**Required work**
Put each line of the data below, from the line containing "of the large" through the end of the data, into a JSON list of strings, one string per line, leaving out blank lines.

**Items**

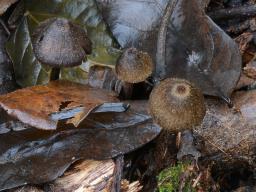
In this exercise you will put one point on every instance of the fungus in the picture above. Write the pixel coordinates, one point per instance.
(177, 105)
(134, 66)
(57, 42)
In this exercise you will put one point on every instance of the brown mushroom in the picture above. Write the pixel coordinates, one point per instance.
(134, 66)
(58, 42)
(177, 105)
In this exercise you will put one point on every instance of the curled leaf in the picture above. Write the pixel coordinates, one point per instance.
(98, 137)
(43, 106)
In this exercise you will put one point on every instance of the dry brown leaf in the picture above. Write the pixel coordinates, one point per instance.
(40, 106)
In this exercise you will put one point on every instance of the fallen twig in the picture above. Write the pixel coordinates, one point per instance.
(230, 13)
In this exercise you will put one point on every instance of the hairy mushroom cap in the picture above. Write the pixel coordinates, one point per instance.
(177, 105)
(134, 66)
(58, 42)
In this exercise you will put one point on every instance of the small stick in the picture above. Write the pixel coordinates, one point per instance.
(231, 13)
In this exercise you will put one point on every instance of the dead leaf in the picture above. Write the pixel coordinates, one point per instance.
(195, 49)
(98, 137)
(43, 106)
(5, 4)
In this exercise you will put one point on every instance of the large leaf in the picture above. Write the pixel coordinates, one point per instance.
(35, 156)
(195, 47)
(43, 106)
(28, 70)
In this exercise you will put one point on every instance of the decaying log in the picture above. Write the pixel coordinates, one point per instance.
(86, 176)
(229, 134)
(231, 13)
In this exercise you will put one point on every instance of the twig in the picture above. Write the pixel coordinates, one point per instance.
(245, 11)
(161, 38)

**Output below**
[
  "In this exercise you will put one point on every instance of the large leaf in the picture above. Write the pixel coordinates, one point per instance.",
  "(35, 156)",
  "(195, 47)",
  "(43, 106)",
  "(28, 70)",
  "In this exercise you will put one point on every instance of the decaying log in the picture above. Write the pixel coordinates, one point per instance.",
  "(86, 176)",
  "(229, 134)",
  "(231, 13)",
  "In this exercise you will put one point on every instance of the twig in the picture above. Write the pixel coordinates, one point per instance.",
  "(245, 11)",
  "(161, 38)"
]